▸ WORK ORDER
The expected response is a copy of every line in the entries below that includes the word "pixel".

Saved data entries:

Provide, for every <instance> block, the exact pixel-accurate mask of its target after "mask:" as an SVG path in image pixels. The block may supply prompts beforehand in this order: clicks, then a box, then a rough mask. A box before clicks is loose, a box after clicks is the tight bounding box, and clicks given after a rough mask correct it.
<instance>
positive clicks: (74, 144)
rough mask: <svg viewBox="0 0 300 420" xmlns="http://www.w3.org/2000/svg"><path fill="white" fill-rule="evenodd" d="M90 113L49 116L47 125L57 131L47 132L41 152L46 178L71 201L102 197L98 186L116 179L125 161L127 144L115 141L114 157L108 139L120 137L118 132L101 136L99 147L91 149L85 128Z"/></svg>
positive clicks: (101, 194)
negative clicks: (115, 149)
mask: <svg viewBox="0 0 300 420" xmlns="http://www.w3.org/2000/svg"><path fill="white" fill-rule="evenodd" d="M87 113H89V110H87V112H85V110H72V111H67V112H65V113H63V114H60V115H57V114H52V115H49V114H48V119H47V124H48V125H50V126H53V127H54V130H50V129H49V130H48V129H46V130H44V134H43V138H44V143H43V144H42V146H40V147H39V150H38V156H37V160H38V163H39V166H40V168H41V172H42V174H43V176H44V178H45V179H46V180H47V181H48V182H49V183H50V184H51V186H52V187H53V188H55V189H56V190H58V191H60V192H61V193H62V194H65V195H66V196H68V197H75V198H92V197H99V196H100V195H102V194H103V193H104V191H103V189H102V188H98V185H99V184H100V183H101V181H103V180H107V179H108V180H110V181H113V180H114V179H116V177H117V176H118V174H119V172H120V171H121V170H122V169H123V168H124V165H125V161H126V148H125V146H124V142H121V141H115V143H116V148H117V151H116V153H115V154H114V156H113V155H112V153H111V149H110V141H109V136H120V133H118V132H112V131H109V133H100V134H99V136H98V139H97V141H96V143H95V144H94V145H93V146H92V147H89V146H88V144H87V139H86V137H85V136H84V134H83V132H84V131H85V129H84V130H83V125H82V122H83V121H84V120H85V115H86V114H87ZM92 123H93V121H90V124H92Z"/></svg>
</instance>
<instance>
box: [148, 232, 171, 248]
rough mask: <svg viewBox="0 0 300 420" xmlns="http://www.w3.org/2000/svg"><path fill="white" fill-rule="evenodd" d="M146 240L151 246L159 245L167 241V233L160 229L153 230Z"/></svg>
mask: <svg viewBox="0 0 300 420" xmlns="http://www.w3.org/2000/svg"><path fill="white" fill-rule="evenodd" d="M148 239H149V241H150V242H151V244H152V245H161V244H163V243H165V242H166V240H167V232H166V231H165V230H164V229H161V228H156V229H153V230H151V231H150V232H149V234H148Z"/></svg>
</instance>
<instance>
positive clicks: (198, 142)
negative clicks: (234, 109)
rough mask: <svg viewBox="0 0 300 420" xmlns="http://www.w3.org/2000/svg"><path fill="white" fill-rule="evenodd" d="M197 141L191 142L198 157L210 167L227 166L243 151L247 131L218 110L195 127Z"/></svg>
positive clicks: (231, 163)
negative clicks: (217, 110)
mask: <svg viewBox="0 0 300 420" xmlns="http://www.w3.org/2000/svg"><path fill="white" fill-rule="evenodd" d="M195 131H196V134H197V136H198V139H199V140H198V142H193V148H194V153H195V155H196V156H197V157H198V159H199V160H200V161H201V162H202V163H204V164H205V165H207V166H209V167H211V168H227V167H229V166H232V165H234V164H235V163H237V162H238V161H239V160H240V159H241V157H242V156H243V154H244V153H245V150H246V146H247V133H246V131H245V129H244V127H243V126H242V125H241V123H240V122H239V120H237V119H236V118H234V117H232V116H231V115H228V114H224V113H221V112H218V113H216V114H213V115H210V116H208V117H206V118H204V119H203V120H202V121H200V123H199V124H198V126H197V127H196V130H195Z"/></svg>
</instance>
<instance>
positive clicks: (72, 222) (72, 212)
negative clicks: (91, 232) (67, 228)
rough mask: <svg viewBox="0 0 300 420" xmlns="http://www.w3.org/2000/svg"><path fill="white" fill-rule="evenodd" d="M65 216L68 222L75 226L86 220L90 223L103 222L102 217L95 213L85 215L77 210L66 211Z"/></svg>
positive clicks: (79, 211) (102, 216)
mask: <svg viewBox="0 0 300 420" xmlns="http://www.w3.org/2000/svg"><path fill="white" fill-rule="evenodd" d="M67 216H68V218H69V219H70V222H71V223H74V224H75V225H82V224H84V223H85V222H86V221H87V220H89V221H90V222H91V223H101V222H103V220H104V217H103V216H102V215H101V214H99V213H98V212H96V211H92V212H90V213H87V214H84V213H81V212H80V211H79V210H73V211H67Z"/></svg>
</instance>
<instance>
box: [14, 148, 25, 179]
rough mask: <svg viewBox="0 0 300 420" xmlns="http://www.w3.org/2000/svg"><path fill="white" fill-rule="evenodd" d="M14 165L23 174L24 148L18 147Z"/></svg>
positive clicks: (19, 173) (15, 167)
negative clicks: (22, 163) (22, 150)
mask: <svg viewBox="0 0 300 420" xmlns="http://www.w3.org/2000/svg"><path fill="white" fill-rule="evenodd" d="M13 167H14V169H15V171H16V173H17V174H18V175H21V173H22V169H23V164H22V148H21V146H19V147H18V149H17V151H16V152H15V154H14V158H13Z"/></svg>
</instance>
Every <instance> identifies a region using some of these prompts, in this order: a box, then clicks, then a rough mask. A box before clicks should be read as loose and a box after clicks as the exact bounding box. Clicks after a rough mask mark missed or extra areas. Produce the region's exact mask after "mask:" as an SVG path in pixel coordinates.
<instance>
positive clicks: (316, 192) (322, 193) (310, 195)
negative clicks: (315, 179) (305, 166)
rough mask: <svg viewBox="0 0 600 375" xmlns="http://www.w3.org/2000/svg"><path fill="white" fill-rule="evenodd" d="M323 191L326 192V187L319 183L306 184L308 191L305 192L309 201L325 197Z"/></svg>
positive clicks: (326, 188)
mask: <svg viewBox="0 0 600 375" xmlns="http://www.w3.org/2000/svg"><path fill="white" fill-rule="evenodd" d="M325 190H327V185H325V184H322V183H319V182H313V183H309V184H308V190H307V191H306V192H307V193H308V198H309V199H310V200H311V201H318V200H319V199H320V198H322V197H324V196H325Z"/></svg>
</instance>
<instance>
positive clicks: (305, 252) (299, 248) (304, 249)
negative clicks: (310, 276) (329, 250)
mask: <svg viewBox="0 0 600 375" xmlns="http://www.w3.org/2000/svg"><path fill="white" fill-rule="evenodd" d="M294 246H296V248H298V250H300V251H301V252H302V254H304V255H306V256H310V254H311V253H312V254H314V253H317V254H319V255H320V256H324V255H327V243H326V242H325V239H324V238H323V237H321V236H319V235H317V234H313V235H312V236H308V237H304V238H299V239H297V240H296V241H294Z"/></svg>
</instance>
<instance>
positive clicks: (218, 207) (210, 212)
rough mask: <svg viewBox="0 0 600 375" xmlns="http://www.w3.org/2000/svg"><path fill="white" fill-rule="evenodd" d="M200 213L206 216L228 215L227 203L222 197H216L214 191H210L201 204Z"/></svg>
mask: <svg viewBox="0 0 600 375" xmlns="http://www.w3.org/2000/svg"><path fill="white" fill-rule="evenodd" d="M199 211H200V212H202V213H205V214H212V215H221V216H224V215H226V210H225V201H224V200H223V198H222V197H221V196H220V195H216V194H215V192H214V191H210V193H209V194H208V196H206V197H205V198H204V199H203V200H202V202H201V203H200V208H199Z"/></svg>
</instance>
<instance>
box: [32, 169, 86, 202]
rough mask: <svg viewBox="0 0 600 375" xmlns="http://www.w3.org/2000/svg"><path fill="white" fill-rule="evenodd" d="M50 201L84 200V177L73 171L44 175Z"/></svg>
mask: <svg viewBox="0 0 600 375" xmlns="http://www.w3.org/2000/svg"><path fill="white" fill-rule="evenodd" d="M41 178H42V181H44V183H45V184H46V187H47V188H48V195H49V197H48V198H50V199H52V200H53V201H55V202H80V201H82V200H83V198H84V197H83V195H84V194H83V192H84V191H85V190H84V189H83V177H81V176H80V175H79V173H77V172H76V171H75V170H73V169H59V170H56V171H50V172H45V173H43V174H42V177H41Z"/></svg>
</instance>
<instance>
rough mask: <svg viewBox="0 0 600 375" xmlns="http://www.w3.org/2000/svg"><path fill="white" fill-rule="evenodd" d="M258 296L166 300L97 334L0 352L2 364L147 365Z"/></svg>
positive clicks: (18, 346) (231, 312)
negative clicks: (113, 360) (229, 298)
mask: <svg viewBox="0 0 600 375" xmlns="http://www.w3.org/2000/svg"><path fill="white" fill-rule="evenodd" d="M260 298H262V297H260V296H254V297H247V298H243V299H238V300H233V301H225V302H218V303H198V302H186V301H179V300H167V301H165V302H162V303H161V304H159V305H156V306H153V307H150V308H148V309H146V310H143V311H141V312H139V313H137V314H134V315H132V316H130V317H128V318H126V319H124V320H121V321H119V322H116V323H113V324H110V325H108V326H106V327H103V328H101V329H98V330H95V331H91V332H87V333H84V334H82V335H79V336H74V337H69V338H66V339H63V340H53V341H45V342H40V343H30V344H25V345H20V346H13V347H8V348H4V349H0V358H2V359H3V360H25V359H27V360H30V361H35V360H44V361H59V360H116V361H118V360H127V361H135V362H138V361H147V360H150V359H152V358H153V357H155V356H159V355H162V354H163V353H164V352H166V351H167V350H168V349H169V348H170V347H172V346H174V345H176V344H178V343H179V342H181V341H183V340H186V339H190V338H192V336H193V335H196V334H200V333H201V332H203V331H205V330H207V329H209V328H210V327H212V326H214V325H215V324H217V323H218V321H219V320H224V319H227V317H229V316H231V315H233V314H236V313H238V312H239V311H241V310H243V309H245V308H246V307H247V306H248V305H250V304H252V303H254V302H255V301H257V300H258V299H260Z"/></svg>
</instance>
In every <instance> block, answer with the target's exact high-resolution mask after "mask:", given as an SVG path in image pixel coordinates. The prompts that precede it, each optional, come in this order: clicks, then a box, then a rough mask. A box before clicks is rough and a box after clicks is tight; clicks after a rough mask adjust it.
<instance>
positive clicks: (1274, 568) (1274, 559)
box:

▸ RESPONSE TO THE TASK
Provide, for every <instance> block, the exact pixel-accurate mask of its target after "mask:" as an SVG path in image pixels. The block may supply prompts beforehand in this order: clicks, then a box, then a rough mask. A box before clicks is loose, a box after clicks is the tight bounding box, and clicks given after a rough mask correct it.
Every <instance> identifies a region using some of these prompts, in this order: a box, then clicks, then a rough mask. A box before clicks should be read as loose and a box after clicks as the exact bounding box. Clicks after a rough mask mark missed or extra areas. Produce the region's exact mask after "mask:" as an SVG path in pixel coordinates.
In every <instance> block, answer with the target's exact high-resolution mask after "mask:", given as an SVG path in image pixel coordinates. The prompts that precede it, each optional, come in this order: clicks, then a box, then a rough mask. A box before clicks is rough and a box after clicks is tight; clicks after a rough mask adjust it.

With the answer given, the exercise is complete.